┌─ PAGE EXTRACT
The presentations at the conference were informative and sometimes inspiring. Amy Baker of the University of Pittsburgh described the preservation of archival mining maps project that her institution has been involved in, spurred by a mining accident in western Pennsylvania. Working in conjunction with the Pennsylvania Department of Environment Protection, this project is a good example of a university/government partnership that provides publicly available information in order to help protect people and property. It reminded me that while librarians and archivists rarely see our work as possibly having life-or-death consequences – sometimes it does.
Eric Lease Morgan of the University of Notre Dame demonstrated the Catholic Research Resources Alliance website (the “Catholic Portal”) and explained how it uses the VuFind product to draw together metadata from various formats and sources into one seamless product. I was particularly interested in its ability to perform full text searches and construct KWIC word concordances. I’m not sure how well known or well utilized this site is, but I think it holds a great deal of potential for researchers in literature, history, religious studies, and other fields to mine text data for a variety of purposes.
Eric Zino of the LYRASIS library network explained the Mass Digitization Collaborative, undertaken to help libraries digitize selected resources in a cost effective way. Unique items of historical value have been the major focus, although participating libraries are free to choose any materials they wish to include (provided copyright restrictions are met). Digitized materials are made publicly available via the Internet Archive, and can also be hosted locally. This project underscored the benefits of libraries working together to cut costs, minimize staff time spent on projects, produce consistent products, and share content more broadly.
└─
┌─ SOURCE INFORMATION
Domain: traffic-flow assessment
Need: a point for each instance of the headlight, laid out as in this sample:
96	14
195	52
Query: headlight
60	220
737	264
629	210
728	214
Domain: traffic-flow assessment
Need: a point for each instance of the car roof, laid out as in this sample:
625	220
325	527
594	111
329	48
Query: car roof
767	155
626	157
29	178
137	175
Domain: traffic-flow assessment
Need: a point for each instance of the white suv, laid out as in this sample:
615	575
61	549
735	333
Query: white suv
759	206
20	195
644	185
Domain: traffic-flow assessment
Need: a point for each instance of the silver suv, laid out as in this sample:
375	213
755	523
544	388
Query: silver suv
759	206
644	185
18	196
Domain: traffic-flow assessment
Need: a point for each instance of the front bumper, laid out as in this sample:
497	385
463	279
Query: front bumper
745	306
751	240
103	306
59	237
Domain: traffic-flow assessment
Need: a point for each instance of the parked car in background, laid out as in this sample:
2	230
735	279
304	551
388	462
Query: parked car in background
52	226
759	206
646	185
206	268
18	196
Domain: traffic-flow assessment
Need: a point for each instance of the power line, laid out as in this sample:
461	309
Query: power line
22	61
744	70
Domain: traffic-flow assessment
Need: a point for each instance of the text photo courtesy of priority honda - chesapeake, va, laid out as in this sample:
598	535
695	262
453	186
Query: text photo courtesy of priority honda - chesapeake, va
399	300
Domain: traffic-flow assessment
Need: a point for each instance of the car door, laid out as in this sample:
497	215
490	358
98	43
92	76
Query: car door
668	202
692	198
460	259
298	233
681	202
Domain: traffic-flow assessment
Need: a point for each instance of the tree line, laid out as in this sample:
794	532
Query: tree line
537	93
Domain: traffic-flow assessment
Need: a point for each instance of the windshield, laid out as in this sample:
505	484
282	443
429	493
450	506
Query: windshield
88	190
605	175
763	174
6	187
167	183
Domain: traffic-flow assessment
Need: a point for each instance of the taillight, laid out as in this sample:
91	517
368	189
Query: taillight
└─
■ WORK TO COMPLETE
Write what comes next in the account of the library conference presentations, picking up after its final paragraph.

■ REPLY TO THE EXERCISE
I missed the final presentation of the conference, which was Rob Behary of Duquesne University speaking on his library’s project to digitize the Pittsburgh Catholic newspaper. His presentation highlighted some of the benefits of moving from microfilm to digital content. Most librarians will agree that efforts like this, to preserve smaller regional publications with a unique focus or viewpoint, are an important service that libraries should be involved in.
All in all, this was an interesting day with plenty of time for networking built in. I enjoyed reconnecting with former colleagues and students, and meeting some new people as well. It was particularly rewarding to be with a group of people who were interested in moving library services forward into the 21st century, while still retaining the traditional library value of open access to information. I suspect that organizers may be seeking larger quarters for future VuStuff gatherings as its reputation continues to grow.